Task prompt> Output the material word for word. Leave each picture out.

Records shown>

========

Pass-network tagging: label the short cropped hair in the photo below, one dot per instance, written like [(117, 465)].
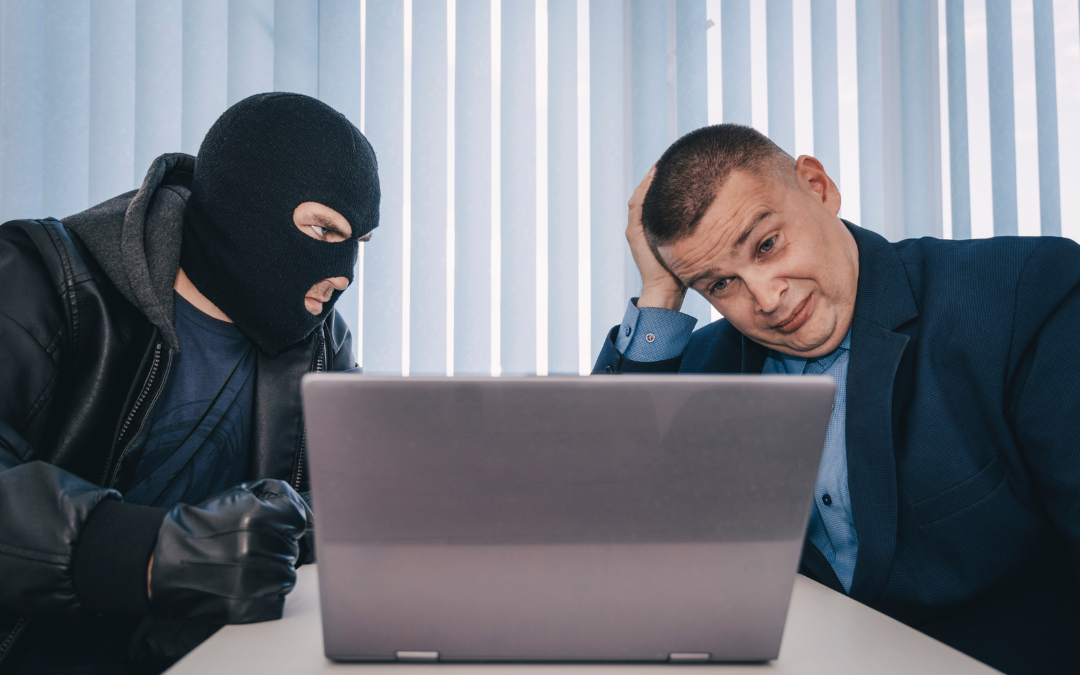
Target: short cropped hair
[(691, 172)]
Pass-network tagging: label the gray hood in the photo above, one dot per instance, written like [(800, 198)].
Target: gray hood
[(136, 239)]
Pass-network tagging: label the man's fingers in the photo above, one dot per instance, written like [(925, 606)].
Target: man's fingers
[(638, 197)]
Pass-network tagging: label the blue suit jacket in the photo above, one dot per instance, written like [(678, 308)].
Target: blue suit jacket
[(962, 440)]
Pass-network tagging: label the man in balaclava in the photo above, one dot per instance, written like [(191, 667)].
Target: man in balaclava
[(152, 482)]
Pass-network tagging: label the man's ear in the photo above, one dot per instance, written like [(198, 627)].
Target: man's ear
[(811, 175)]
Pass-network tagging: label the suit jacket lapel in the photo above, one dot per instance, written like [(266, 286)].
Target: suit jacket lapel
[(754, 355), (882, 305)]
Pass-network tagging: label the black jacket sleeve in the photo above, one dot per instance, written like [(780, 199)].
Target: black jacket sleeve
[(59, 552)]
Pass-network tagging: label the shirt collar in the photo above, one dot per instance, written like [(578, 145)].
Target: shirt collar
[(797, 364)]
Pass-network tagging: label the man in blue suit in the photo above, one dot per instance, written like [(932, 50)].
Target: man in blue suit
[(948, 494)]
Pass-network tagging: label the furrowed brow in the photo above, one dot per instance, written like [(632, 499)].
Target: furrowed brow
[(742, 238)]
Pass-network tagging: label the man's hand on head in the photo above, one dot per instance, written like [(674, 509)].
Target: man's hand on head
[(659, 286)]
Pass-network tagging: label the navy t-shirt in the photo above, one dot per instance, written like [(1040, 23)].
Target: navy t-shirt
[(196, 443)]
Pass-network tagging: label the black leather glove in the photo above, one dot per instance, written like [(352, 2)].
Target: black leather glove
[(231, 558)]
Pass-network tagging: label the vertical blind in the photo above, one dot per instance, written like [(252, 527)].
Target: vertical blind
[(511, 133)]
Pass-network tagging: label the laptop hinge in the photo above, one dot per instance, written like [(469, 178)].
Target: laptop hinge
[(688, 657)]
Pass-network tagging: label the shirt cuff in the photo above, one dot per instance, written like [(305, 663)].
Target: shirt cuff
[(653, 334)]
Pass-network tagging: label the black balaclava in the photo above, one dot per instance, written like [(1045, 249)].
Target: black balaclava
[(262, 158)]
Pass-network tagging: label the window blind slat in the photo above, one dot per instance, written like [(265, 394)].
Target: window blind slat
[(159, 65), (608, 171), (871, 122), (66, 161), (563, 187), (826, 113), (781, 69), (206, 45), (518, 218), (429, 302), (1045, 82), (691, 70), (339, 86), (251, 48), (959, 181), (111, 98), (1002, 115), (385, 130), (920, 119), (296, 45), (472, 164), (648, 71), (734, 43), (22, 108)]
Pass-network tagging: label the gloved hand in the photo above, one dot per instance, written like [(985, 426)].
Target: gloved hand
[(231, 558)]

========

The solution>
Pass-network tagging: label the short cropped hair in the photo below, one dot per instance, written like [(117, 465)].
Target: short cropped hair
[(691, 172)]
Pass-network tagging: label the gray hood in the photo above, one dot per instance, written like [(800, 198)].
Target: gray hood
[(136, 239)]
Pass-network tagging: label the man's fingers in the photo above, one dot per instance, written like [(925, 606)].
Target: man's fingers
[(638, 197)]
Pass-network tagging: label the blue suit jacket in the photo above, one dot per instance, written like [(678, 308)].
Target: blue suit jacket
[(962, 440)]
Pass-network tagging: label the man in balaclava in the photo above, one dot per instance, written like [(191, 667)].
Target: man in balaclava
[(152, 482)]
Pass-network tagging: label the man's ear in the photo above, one dot per instance, written like [(198, 627)].
Target: man's ear
[(811, 175)]
Pass-network tagging: label the suit jacket lapel in the photo above, one dot per instance, written like [(266, 286)].
Target: suit jacket lapel
[(754, 355), (882, 305)]
Pass-network tagging: label the black jacket sleeve in the photo above, one dot per instance, written like [(780, 199)].
Target: black jacket sleeve
[(59, 552)]
Pass-network tagging: label the shirt collar in the photo above, one dot per instance, written like [(578, 145)].
Target: shirt collar
[(797, 364)]
Pass-network tagging: label the man in blue suit in the photo above, one dot per instance, written like [(932, 50)].
Target: man in blue suit
[(948, 494)]
Pass-network tagging: label the furrowed brow in the photo above, one dot per instance, written like [(632, 499)].
Target: furrowed brow
[(742, 238)]
Pass-network tagging: label the man's hand on head in the photo above, one dot per instance, written like [(674, 509)].
Target: man's hand on head
[(659, 286)]
Pass-network tagging: label the navy t-shirt in the photo above, one dot per instance, written like [(1040, 23)].
Target: navy t-shirt
[(196, 443)]
Pass-network tagging: label the black leather glove in the photo above, one dot per instance, written like [(352, 2)].
Target: black leather glove
[(231, 558)]
Pass-network tagging: label the vertical blind in the photo above, one dot per instance, written like [(252, 527)].
Target: vertical blind
[(511, 133)]
Pass-network tagging: label the laptop hinge in the photo above, one dot per instance, written like [(469, 178)].
Target: laptop hinge
[(688, 657)]
Pass-network tagging: label the shirt cuff in the photo above, one dot per instance, written like [(305, 663)].
Target: shirt cuff
[(653, 334)]
Pass-network tagging: label the black balaclava in the photo above, one dot per instance, written like [(1045, 249)].
Target: black balaclava
[(262, 158)]
Pass-network tagging: label the window blind slat in the photo above, one dot per instance, written like [(265, 394)].
Target: window blind slat
[(159, 65), (608, 171), (871, 122), (66, 161), (563, 187), (826, 113), (781, 69), (206, 45), (518, 218), (429, 302), (1045, 82), (691, 70), (339, 86), (251, 48), (959, 181), (111, 98), (1002, 115), (385, 130), (920, 119), (296, 45), (472, 164), (648, 71), (734, 43), (22, 108)]
Pass-network tagging: label the gloved hand in the photo above, one dot per instance, written like [(985, 426)].
Target: gloved hand
[(231, 558)]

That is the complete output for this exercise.